• **Exercise requirements**
Retype every entry in its entirety, without alteration.

• **Material to process**
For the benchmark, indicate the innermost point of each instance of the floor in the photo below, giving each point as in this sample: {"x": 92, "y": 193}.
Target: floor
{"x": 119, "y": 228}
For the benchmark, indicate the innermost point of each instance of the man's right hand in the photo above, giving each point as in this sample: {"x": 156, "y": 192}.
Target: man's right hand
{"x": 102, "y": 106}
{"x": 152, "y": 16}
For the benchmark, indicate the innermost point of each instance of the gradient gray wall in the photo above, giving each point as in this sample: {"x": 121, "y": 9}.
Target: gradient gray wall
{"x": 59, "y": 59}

• **Output of the exercise**
For the benchmark, indicate the innermost point of each instance of the floor in the photo below, giving each point as in this sample: {"x": 92, "y": 193}.
Target: floor
{"x": 119, "y": 228}
For the benchmark, indicate the innermost point of each instance of the man's right hand in the photo above, giving each point as in this sample: {"x": 156, "y": 192}.
Target: man's right hand
{"x": 102, "y": 106}
{"x": 152, "y": 16}
For the benchmark, indicate the innermost point of each instance of the gradient gray wall in the photo above, giving each point as in this sample: {"x": 121, "y": 9}.
Target: gradient gray wall
{"x": 59, "y": 59}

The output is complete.